(Collection entries)
════════════════
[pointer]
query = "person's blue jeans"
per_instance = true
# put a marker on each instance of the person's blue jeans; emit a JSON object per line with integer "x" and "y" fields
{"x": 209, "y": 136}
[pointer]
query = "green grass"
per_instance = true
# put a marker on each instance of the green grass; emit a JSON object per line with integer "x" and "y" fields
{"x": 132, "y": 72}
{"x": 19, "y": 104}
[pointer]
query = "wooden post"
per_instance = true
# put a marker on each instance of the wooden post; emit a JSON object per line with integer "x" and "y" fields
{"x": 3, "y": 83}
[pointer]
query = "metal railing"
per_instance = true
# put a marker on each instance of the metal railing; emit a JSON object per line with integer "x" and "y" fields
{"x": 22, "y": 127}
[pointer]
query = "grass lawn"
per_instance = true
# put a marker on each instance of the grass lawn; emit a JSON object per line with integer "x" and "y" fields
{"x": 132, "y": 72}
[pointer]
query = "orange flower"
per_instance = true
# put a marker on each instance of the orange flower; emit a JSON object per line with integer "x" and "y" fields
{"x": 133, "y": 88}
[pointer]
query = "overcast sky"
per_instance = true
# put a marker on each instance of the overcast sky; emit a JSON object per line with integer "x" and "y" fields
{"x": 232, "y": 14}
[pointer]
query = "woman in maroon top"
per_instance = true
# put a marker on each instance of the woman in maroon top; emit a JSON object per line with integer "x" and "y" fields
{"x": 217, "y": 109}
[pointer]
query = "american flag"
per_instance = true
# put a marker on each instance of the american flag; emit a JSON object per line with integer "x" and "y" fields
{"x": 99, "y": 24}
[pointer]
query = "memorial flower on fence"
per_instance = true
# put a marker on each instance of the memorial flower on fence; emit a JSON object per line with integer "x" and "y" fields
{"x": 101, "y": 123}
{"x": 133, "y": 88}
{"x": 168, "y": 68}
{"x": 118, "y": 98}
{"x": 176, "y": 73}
════════════════
_Exercise prompt_
Each and every entry needs to be repeated exactly.

_Solved problem_
[pointer]
query = "person's blue jeans"
per_instance = true
# put a marker on each instance of the person's blue jeans; emit a JSON object per line with integer "x" and "y" fields
{"x": 209, "y": 136}
[pointer]
query = "green grass"
per_instance = true
# put a marker on each instance of the green grass; emit a JSON object per line with integer "x" and "y" fields
{"x": 132, "y": 72}
{"x": 19, "y": 104}
[pointer]
query = "wooden post"
per_instance = true
# put a marker on each instance of the wooden post; emit a JSON object per line with integer "x" and "y" fields
{"x": 3, "y": 83}
[pointer]
query = "metal railing"
per_instance = true
# put a marker on each instance of the metal railing; emit a JSON object per line with integer "x" and "y" fields
{"x": 22, "y": 127}
[pointer]
query = "grass lawn"
per_instance = true
# put a marker on each instance of the grass lawn; emit a JSON object per line with integer "x" and "y" fields
{"x": 132, "y": 72}
[pointer]
query = "orange flower"
per_instance = true
# put a marker on each instance of the orange flower; emit a JSON object per line with integer "x" and "y" fields
{"x": 133, "y": 88}
[pointer]
query = "overcast sky"
per_instance = true
# put a marker on each instance of the overcast sky; emit a JSON object per line with integer "x" and "y" fields
{"x": 232, "y": 14}
[pointer]
query = "woman in maroon top"
per_instance = true
# put a marker on each instance of the woman in maroon top; emit a JSON object per line with integer "x" and "y" fields
{"x": 217, "y": 109}
[pointer]
query = "american flag"
per_instance = true
# put a marker on each instance of the american flag; emit a JSON object per line with integer "x" and "y" fields
{"x": 99, "y": 24}
[pointer]
query = "memorial flower on fence"
per_instance = true
# put a marker on each instance of the memorial flower on fence; emit a JSON object per line with integer "x" and "y" fields
{"x": 101, "y": 123}
{"x": 133, "y": 88}
{"x": 168, "y": 68}
{"x": 118, "y": 98}
{"x": 176, "y": 73}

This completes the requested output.